_TASK REQUIREMENTS_
Using the text on clinical bioinformatics, answer these:
(a) With which institute is the corresponding author affiliated?
(b) On what date was the text published?
(c) What does continuous development of technology offer that makes it possible to screen large numbers of patients with a given pathology?

_GIVEN PASSAGE_
★ ★ ★ ★ ★ ★ ★
`
Eugenio Del Prete1,2 and Angelo Facchiano1*
1Institute of Food Science, Italy
2Institute for Applied Mathematics “Mauro Picone”, Italy
*Corresponding author: Angelo Facchiano, Institute of Food Science, Italy
Submission: March 4, 2020; Published: November 09, 2020
ISSN: 2689-2707 Volume 2 Issue 4
The integration of computational approaches, omics and multi-omics studies, and bioinformatics resources offers great opportunities for clinical research. Biomarkers discovery for novel diagnostics devices, drug development and personalized medicine are the novel target of research in medicine. The effectiveness of their integration is the key to success of the future research in medicine.
Keywords: Clinical bioinformatics; Translational bioinformatics; Medical informatics; Multi-omics data; Data integration, Clinical metadata
Emerging techniques in molecular biology open grand challenges in the development
of new diagnostic procedures. Omics techniques include the capability of analysing a large
number of molecules with a single analysis, and continuous development of technology offers
the chance to perform the analysis at low cost, so that it becomes possible the screening
of large number of patients with a given pathology, looking for novel biomarkers [1-4].
Integration of experimental studies, computational approaches, and bioinformatics tools
represents an effective processing of the omics information, especially for multi-omics
studies, to investigate complex pathologies [5]. Further integration with clinical data opens
to the precision medicine perspective. In this mini review, we describe how the integration of
computational and bioinformatics methods can support the investigation on human diseases
and drive to the most effective clinical research.
★ ★ ★ ★ ★ ★ ★
_PROVIDED MATERIAL_
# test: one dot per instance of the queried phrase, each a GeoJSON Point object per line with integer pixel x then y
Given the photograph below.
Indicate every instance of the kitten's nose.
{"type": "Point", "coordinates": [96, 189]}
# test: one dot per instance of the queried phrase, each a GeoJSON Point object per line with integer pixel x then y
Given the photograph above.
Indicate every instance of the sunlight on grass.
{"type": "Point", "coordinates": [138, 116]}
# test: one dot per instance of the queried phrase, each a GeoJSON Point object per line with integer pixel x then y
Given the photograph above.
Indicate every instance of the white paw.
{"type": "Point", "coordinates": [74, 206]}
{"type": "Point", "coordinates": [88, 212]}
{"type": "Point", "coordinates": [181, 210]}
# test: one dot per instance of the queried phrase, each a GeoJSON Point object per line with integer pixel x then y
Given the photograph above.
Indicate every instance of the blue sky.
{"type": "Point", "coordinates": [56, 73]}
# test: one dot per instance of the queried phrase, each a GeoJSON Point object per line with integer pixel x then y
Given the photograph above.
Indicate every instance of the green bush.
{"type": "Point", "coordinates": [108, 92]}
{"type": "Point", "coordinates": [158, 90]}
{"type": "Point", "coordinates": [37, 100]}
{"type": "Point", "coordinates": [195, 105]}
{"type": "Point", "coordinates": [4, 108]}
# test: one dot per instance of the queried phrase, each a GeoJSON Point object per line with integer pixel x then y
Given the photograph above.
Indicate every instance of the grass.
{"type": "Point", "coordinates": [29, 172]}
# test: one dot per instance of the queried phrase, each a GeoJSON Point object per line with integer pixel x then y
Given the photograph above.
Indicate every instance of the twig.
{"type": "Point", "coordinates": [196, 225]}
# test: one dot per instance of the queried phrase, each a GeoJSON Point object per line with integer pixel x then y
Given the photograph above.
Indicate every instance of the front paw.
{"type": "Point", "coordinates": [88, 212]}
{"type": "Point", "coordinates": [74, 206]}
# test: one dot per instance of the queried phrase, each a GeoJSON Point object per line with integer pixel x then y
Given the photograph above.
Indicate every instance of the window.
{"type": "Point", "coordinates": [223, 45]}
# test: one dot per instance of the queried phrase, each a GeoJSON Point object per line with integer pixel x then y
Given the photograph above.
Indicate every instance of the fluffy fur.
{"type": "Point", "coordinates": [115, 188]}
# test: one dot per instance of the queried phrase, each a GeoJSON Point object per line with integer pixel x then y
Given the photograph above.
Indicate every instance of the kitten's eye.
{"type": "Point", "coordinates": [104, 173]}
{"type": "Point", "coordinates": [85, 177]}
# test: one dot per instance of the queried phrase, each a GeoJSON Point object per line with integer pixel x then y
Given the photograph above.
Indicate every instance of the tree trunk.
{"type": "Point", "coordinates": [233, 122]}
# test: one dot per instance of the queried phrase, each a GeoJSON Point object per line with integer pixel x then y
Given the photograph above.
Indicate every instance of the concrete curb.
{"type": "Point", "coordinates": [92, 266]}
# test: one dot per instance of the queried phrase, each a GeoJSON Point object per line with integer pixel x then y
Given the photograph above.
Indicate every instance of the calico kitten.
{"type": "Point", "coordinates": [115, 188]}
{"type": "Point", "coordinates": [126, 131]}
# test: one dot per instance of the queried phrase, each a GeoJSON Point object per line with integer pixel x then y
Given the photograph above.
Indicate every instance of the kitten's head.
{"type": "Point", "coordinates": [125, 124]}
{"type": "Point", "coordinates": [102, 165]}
★ ★ ★ ★ ★ ★ ★
_FINISHED EXERCISE_
(a) The Institute of Food Science, Italy.
(b) November 09, 2020.
(c) The chance to perform the analysis at low cost.